### STORED RECORDS
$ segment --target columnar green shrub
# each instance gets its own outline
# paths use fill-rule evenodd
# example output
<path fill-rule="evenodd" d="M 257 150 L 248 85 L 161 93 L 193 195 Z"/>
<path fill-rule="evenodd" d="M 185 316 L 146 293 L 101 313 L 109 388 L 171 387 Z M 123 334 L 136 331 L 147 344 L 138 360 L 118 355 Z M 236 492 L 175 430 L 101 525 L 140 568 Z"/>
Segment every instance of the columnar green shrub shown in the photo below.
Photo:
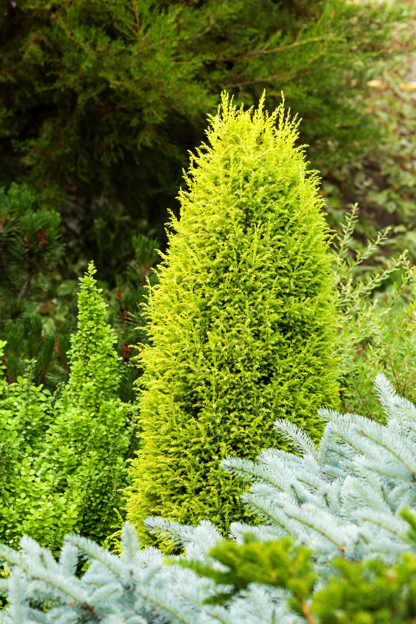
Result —
<path fill-rule="evenodd" d="M 264 96 L 263 96 L 264 97 Z M 180 220 L 150 288 L 140 356 L 143 446 L 129 517 L 225 531 L 248 517 L 243 485 L 220 466 L 285 447 L 276 418 L 319 438 L 337 401 L 334 291 L 316 173 L 283 105 L 237 110 L 228 95 L 191 156 Z M 277 124 L 277 125 L 276 125 Z"/>
<path fill-rule="evenodd" d="M 81 280 L 66 386 L 52 396 L 33 385 L 34 362 L 28 378 L 0 381 L 0 540 L 12 545 L 28 535 L 56 548 L 70 530 L 102 541 L 119 522 L 135 408 L 117 397 L 118 356 L 94 272 L 91 264 Z"/>

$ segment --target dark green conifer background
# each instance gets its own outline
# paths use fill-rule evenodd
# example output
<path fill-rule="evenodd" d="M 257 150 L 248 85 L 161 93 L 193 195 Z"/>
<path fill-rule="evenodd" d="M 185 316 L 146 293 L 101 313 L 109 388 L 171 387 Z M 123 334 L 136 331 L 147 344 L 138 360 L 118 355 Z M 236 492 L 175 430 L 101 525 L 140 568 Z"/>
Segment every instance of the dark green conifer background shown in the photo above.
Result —
<path fill-rule="evenodd" d="M 269 117 L 225 94 L 191 157 L 181 217 L 150 291 L 152 346 L 140 357 L 143 448 L 129 517 L 226 532 L 249 515 L 244 484 L 220 466 L 284 447 L 285 418 L 319 437 L 317 409 L 338 401 L 329 239 L 317 192 L 283 104 Z M 276 124 L 277 124 L 277 127 Z"/>

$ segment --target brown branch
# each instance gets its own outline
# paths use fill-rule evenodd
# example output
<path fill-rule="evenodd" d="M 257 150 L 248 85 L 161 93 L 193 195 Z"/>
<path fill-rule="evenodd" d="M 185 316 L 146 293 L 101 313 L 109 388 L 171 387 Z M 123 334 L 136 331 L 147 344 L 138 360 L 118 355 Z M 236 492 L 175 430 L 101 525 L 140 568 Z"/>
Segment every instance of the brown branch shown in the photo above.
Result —
<path fill-rule="evenodd" d="M 136 9 L 136 3 L 135 2 L 135 0 L 132 0 L 132 5 L 133 6 L 133 12 L 134 13 L 134 16 L 136 18 L 136 26 L 137 26 L 137 34 L 140 34 L 140 24 L 138 20 L 138 13 L 137 12 L 137 9 Z"/>
<path fill-rule="evenodd" d="M 309 605 L 307 603 L 305 600 L 302 600 L 301 603 L 301 607 L 302 607 L 303 615 L 305 616 L 305 620 L 307 622 L 307 624 L 315 624 L 315 620 L 312 617 Z"/>
<path fill-rule="evenodd" d="M 32 275 L 29 275 L 26 278 L 26 281 L 25 281 L 24 284 L 22 286 L 22 288 L 21 290 L 20 293 L 17 295 L 17 298 L 16 299 L 16 301 L 17 302 L 17 303 L 20 303 L 20 302 L 22 301 L 22 300 L 26 296 L 26 293 L 29 290 L 29 286 L 31 285 L 31 281 L 32 281 Z"/>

### DIRECTION
Print every entry above word for word, leaving out the pictures.

### SOLUTION FOR THIS EXERCISE
$ segment --target columnar green shrub
# each instance gets its own outline
# paths use fill-rule evenodd
# example output
<path fill-rule="evenodd" d="M 257 150 L 248 85 L 161 93 L 193 195 Z"/>
<path fill-rule="evenodd" d="M 185 316 L 146 293 L 101 313 L 109 388 L 171 387 Z M 123 334 L 136 331 L 147 344 L 138 360 L 118 355 Z M 236 492 L 175 430 L 101 525 L 140 568 Z"/>
Segment every instance of the columnar green shrub shown in the photo below.
Photo:
Result —
<path fill-rule="evenodd" d="M 264 96 L 263 96 L 264 97 Z M 180 220 L 150 288 L 140 356 L 143 446 L 129 517 L 225 531 L 248 517 L 243 485 L 220 466 L 285 447 L 276 418 L 319 438 L 337 401 L 334 291 L 316 173 L 283 105 L 237 110 L 228 95 L 191 156 Z M 277 124 L 277 125 L 276 125 Z"/>
<path fill-rule="evenodd" d="M 81 280 L 66 386 L 52 396 L 33 385 L 34 362 L 28 378 L 0 381 L 0 540 L 12 545 L 28 535 L 56 548 L 70 530 L 102 541 L 119 522 L 135 408 L 117 397 L 118 356 L 94 272 L 91 264 Z"/>

$ segment --target dark green conifer background
# each instance gets its own outline
# paths use fill-rule evenodd
# example output
<path fill-rule="evenodd" d="M 257 150 L 248 85 L 161 93 L 193 195 Z"/>
<path fill-rule="evenodd" d="M 185 316 L 146 293 L 101 313 L 109 388 L 171 387 Z M 123 334 L 136 331 L 147 344 L 138 360 L 118 355 Z M 236 492 L 175 430 L 101 525 L 140 568 Z"/>
Segment every instance of the dark green conifer background shown in the photo above.
Result —
<path fill-rule="evenodd" d="M 269 117 L 225 94 L 191 157 L 181 217 L 150 291 L 152 346 L 140 357 L 143 448 L 129 517 L 226 532 L 249 515 L 244 484 L 220 466 L 284 447 L 285 418 L 319 437 L 317 409 L 338 401 L 329 239 L 317 192 L 283 104 Z M 276 124 L 277 124 L 277 127 Z"/>

$ segment --target brown branch
# each instance gets its own outline
# paths use fill-rule evenodd
# example output
<path fill-rule="evenodd" d="M 257 150 L 248 85 L 161 93 L 193 195 Z"/>
<path fill-rule="evenodd" d="M 185 316 L 146 293 L 101 313 L 109 388 L 171 387 Z M 123 334 L 136 331 L 147 344 L 138 360 L 118 355 Z M 236 492 L 175 430 L 101 525 L 140 568 Z"/>
Segment every instance of the brown branch shown in the photo above.
Result —
<path fill-rule="evenodd" d="M 136 9 L 136 3 L 135 2 L 135 0 L 132 0 L 132 5 L 133 6 L 133 12 L 134 13 L 134 16 L 136 18 L 136 26 L 137 26 L 137 34 L 140 34 L 140 24 L 138 20 L 138 13 L 137 12 L 137 9 Z"/>
<path fill-rule="evenodd" d="M 309 605 L 307 603 L 305 600 L 302 600 L 301 603 L 301 607 L 302 607 L 303 615 L 305 616 L 305 620 L 307 622 L 307 624 L 315 624 L 315 620 L 312 617 Z"/>
<path fill-rule="evenodd" d="M 32 275 L 29 275 L 26 278 L 26 281 L 25 281 L 24 284 L 22 286 L 22 288 L 21 290 L 20 293 L 17 295 L 17 298 L 16 299 L 16 301 L 17 302 L 17 303 L 20 303 L 20 302 L 22 301 L 22 300 L 26 296 L 26 293 L 29 290 L 29 286 L 31 285 L 31 281 L 32 281 Z"/>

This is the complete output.